→ PROBLEM TO SOLVE: When you copy the data, keep every word exactly as it is and leave the pictures out.

→ INFORMATION SHOWN:
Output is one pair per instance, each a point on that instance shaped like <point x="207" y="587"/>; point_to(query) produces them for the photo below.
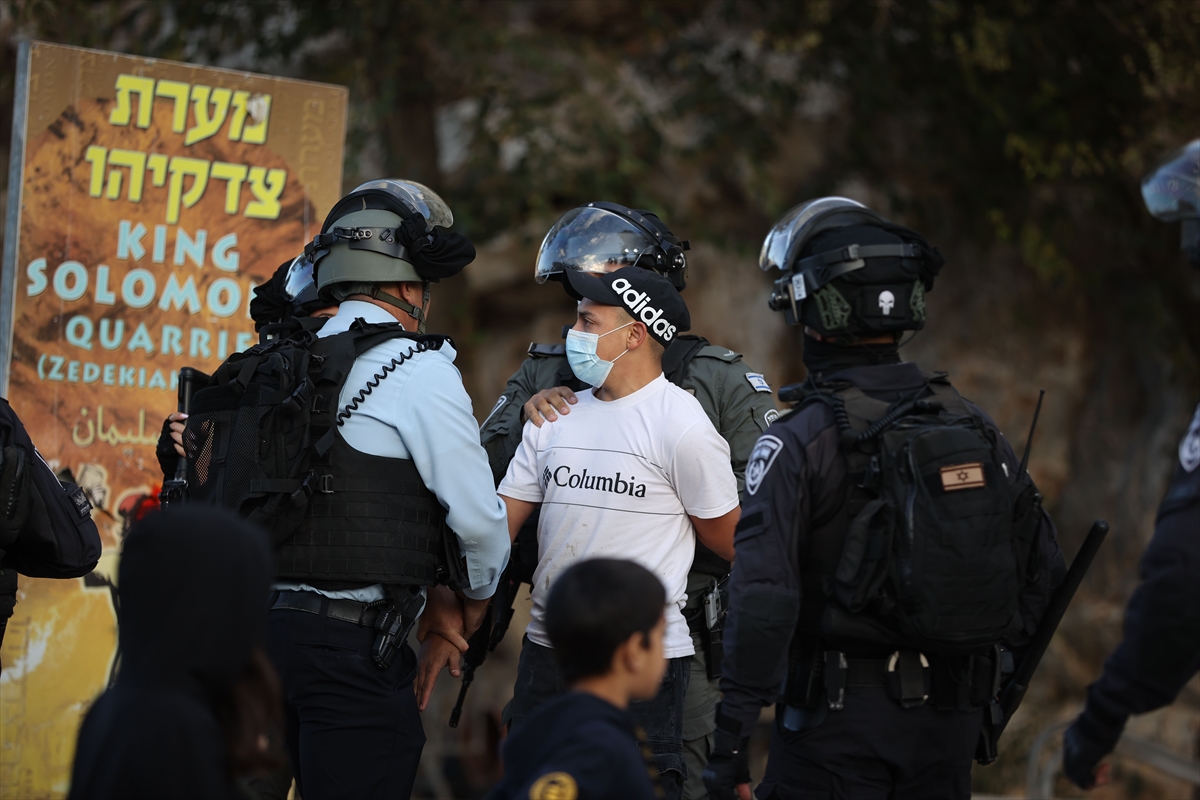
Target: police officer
<point x="888" y="546"/>
<point x="1161" y="650"/>
<point x="736" y="398"/>
<point x="409" y="491"/>
<point x="46" y="525"/>
<point x="289" y="294"/>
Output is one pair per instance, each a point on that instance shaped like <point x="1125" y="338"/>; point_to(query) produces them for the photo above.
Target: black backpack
<point x="251" y="439"/>
<point x="940" y="541"/>
<point x="46" y="525"/>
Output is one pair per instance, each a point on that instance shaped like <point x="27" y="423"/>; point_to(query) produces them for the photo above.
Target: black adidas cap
<point x="647" y="296"/>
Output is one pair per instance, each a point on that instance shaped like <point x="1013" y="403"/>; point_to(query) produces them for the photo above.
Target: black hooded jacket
<point x="192" y="587"/>
<point x="576" y="740"/>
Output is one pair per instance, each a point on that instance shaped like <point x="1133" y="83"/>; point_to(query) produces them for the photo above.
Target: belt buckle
<point x="900" y="680"/>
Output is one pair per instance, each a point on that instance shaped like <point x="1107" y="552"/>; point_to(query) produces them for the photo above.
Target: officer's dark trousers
<point x="353" y="729"/>
<point x="871" y="750"/>
<point x="661" y="717"/>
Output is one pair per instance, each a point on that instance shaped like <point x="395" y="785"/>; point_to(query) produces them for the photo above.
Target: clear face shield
<point x="781" y="250"/>
<point x="299" y="278"/>
<point x="1173" y="191"/>
<point x="591" y="240"/>
<point x="417" y="197"/>
<point x="785" y="240"/>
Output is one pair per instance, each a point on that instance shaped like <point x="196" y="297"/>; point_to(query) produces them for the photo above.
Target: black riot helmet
<point x="1173" y="192"/>
<point x="606" y="236"/>
<point x="849" y="271"/>
<point x="388" y="230"/>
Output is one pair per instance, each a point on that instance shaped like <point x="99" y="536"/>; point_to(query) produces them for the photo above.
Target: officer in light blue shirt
<point x="413" y="503"/>
<point x="421" y="411"/>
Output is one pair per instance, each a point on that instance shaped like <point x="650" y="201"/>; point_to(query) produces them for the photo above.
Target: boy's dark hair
<point x="595" y="606"/>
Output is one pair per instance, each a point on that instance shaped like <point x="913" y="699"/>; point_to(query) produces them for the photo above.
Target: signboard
<point x="145" y="200"/>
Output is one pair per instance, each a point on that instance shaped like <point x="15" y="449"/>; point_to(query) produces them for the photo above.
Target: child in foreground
<point x="605" y="620"/>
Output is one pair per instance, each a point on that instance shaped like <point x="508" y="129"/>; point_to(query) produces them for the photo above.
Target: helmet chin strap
<point x="415" y="312"/>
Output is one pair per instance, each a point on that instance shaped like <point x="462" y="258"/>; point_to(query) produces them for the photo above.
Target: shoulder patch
<point x="1189" y="449"/>
<point x="555" y="786"/>
<point x="761" y="459"/>
<point x="724" y="354"/>
<point x="543" y="350"/>
<point x="759" y="382"/>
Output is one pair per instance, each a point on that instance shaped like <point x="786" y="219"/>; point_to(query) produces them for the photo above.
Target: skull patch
<point x="887" y="300"/>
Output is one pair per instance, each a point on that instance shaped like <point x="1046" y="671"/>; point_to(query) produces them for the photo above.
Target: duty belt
<point x="347" y="611"/>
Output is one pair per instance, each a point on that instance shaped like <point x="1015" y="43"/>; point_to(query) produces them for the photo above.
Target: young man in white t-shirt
<point x="636" y="471"/>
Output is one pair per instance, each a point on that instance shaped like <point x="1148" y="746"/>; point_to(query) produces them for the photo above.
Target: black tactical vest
<point x="371" y="519"/>
<point x="823" y="548"/>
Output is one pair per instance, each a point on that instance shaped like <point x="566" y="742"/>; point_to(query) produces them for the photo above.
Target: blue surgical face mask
<point x="581" y="354"/>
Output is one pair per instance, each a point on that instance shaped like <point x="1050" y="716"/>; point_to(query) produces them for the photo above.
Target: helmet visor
<point x="591" y="240"/>
<point x="1173" y="191"/>
<point x="299" y="277"/>
<point x="786" y="239"/>
<point x="417" y="197"/>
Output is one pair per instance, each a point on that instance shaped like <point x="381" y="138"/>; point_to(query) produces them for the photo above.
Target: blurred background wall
<point x="1012" y="133"/>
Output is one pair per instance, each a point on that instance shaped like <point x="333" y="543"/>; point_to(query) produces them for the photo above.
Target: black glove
<point x="1085" y="743"/>
<point x="727" y="765"/>
<point x="165" y="451"/>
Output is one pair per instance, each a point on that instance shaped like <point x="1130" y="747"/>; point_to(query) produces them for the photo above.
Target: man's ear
<point x="627" y="655"/>
<point x="637" y="335"/>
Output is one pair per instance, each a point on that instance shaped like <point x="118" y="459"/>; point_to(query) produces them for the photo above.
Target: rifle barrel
<point x="1019" y="684"/>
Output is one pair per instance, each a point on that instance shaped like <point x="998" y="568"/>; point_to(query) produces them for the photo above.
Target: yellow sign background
<point x="154" y="196"/>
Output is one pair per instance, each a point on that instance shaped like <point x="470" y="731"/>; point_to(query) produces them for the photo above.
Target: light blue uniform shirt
<point x="423" y="411"/>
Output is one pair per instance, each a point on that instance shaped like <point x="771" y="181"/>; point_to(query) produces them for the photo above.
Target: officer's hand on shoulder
<point x="541" y="407"/>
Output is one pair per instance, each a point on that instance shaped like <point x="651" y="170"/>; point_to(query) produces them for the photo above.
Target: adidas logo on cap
<point x="637" y="304"/>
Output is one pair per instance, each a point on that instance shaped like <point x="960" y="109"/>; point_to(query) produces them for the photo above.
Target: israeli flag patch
<point x="757" y="382"/>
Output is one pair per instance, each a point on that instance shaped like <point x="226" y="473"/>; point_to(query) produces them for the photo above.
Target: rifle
<point x="999" y="714"/>
<point x="489" y="636"/>
<point x="174" y="491"/>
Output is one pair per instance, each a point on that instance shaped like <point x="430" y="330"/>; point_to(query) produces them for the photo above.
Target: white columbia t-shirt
<point x="618" y="479"/>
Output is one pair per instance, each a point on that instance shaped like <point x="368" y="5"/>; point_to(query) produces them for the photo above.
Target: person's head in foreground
<point x="195" y="699"/>
<point x="605" y="620"/>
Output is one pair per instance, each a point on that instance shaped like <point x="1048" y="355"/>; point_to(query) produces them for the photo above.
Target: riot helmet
<point x="1173" y="192"/>
<point x="606" y="236"/>
<point x="847" y="270"/>
<point x="388" y="230"/>
<point x="291" y="292"/>
<point x="300" y="288"/>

→ RESULT OF THIS EXERCISE:
Output is one pair per instance, each a point on that instance shaped like <point x="207" y="587"/>; point_to(query) produces them for the photo below.
Target: police officer
<point x="888" y="546"/>
<point x="1161" y="650"/>
<point x="736" y="398"/>
<point x="409" y="491"/>
<point x="46" y="525"/>
<point x="289" y="294"/>
Output is one pair per instance, each a point on that instance shaped like <point x="1125" y="338"/>; point_to(query) produces them for the photo above.
Target: black backpack
<point x="251" y="439"/>
<point x="940" y="541"/>
<point x="46" y="525"/>
Output is one pair per instance, each a point on that instance shaped like <point x="27" y="423"/>; point_to(query) produces them for the photo above.
Target: black adidas cap
<point x="647" y="296"/>
Output is one pair per instance, each a point on that instance shaped like <point x="1013" y="403"/>; point_to(query) produces them for the photo above.
Target: black hooded jacket
<point x="192" y="587"/>
<point x="576" y="740"/>
Output is one pair per instance, each a point on that instance shaped like <point x="1133" y="83"/>; point_to(query) produces them for the photo above.
Target: belt buckle
<point x="900" y="680"/>
Output is one pair per instance, each a point on that instance shaped like <point x="1107" y="552"/>; point_to(query) produces them for the photo above.
Target: officer's dark trousers
<point x="353" y="729"/>
<point x="871" y="750"/>
<point x="661" y="717"/>
Output is one pair per instance, each a point on that instance shaped like <point x="395" y="785"/>; point_to(query) produces them for the photo above.
Target: clear face shield
<point x="781" y="250"/>
<point x="299" y="278"/>
<point x="1173" y="191"/>
<point x="591" y="240"/>
<point x="417" y="197"/>
<point x="785" y="240"/>
Output is one pair per instance, each a point on that instance shaped like <point x="196" y="297"/>; point_to(query) produces them for the photo above.
Target: black riot helmet
<point x="1173" y="192"/>
<point x="606" y="236"/>
<point x="849" y="271"/>
<point x="388" y="230"/>
Output is one pair per instance, each a point on that instance shaped like <point x="99" y="536"/>; point_to(query) produces them for the photo above.
Target: officer in light blue shirt
<point x="413" y="503"/>
<point x="421" y="411"/>
Output is one pair per instance, each a point on that instance shaped like <point x="650" y="201"/>; point_to(query) produces them for the photo above.
Target: boy's dark hair
<point x="595" y="606"/>
Output is one pair per instance, each a point on that instance shaped like <point x="913" y="699"/>; point_to(query) produces them for the photo above.
Target: signboard
<point x="145" y="200"/>
Output is one pair per instance, each a point on that instance shaped like <point x="15" y="449"/>; point_to(query) produces them for the photo above.
Target: child in foreground
<point x="605" y="620"/>
Output is one pair per instance, each a point on that instance shaped like <point x="508" y="129"/>; point_to(query) produces them for the photo above.
Target: helmet chin strap
<point x="415" y="312"/>
Output is one pair per instance, each a point on that instance shaped like <point x="462" y="258"/>; point_to(query) produces them for the photo above.
Target: shoulder patch
<point x="1189" y="449"/>
<point x="555" y="786"/>
<point x="761" y="459"/>
<point x="724" y="354"/>
<point x="543" y="350"/>
<point x="759" y="382"/>
Output is one pair per instance, each a point on that instance shaped like <point x="786" y="219"/>; point_to(query) produces them for the photo above.
Target: skull patch
<point x="887" y="300"/>
Output is one pair per instance, each a point on that instance shaped like <point x="1046" y="671"/>; point_to(query) produces them for the photo above.
Target: duty belt
<point x="347" y="611"/>
Output is one pair per instance, each a point on that instance shaped like <point x="1015" y="43"/>; point_to(query) produces them for the photo above.
Target: young man in white t-shirt
<point x="636" y="471"/>
Output is one pair per instance, each a point on that instance shaped like <point x="1148" y="746"/>; point_to(query) produces them for the photo above.
Target: black tactical vest
<point x="371" y="519"/>
<point x="823" y="548"/>
Output is one pair per instance, each a point on that instance shaped like <point x="566" y="742"/>; point_to(query) produces them for the photo above.
Target: blue surgical face mask
<point x="581" y="354"/>
Output is one pair per instance, each a point on that instance shaped like <point x="1050" y="716"/>; point_to(query) produces them for the photo above.
Target: helmet visor
<point x="591" y="240"/>
<point x="1173" y="191"/>
<point x="299" y="277"/>
<point x="786" y="239"/>
<point x="417" y="197"/>
Output is one pair per instance, each a point on that instance shaped like <point x="381" y="138"/>; point_to(query) produces them for the photo above.
Target: blurred background wall
<point x="1012" y="133"/>
Output is one pair per instance, each a point on that instance shaped like <point x="333" y="543"/>; point_to(query) produces them for the photo above.
Target: black glove
<point x="1085" y="743"/>
<point x="727" y="765"/>
<point x="165" y="451"/>
Output is one pair per instance, each a point on that instance shaped like <point x="1130" y="747"/>; point_to(query) produces them for the photo above.
Target: man's ear
<point x="627" y="655"/>
<point x="637" y="335"/>
Output is one pair per instance, each a point on that instance shaped like <point x="118" y="459"/>; point_to(query) produces them for the photo above.
Target: rifle barrel
<point x="1019" y="684"/>
Output is one pair per instance, each a point on that instance shaped like <point x="998" y="568"/>; point_to(query) produces them for the photo above.
Target: yellow sign background
<point x="154" y="196"/>
Output is one pair per instance, each a point on that instance shaped like <point x="470" y="731"/>; point_to(query) produces them for the photo above.
Target: light blue uniform shirt
<point x="423" y="411"/>
Output is one pair per instance, each a point on that instance shaped like <point x="771" y="181"/>; point_to(query) produces them for the photo above.
Target: officer's hand on shoulder
<point x="541" y="407"/>
Output is one pair per instance, each a point on that instance shaped like <point x="651" y="170"/>; point_to(query) produces them for the photo above.
Target: adidas logo on cap
<point x="637" y="304"/>
Output is one pair per instance, each a point on that instance shaped like <point x="960" y="109"/>; point_to(query) produces them for the photo above.
Target: israeli flag patch
<point x="757" y="382"/>
Output is one pair per instance, each a point on that instance shaped like <point x="226" y="473"/>; point_to(query) produces them for the photo above.
Target: rifle
<point x="999" y="714"/>
<point x="489" y="636"/>
<point x="174" y="491"/>
Output is one pair per instance, each a point on that instance shaped like <point x="430" y="330"/>; point_to(query) produces them for the photo above.
Target: white columbia t-shirt
<point x="618" y="479"/>
Output is one pair per instance, each a point on that instance shaped like <point x="368" y="5"/>; point_to(query) produces them for the photo above.
Target: person's head in foreground
<point x="195" y="699"/>
<point x="605" y="620"/>
Output is one pair per instance, each a point on that instance shaped like <point x="1048" y="355"/>; point_to(query) produces them for the photo above.
Target: riot helmet
<point x="1173" y="192"/>
<point x="606" y="236"/>
<point x="847" y="270"/>
<point x="388" y="230"/>
<point x="291" y="292"/>
<point x="300" y="288"/>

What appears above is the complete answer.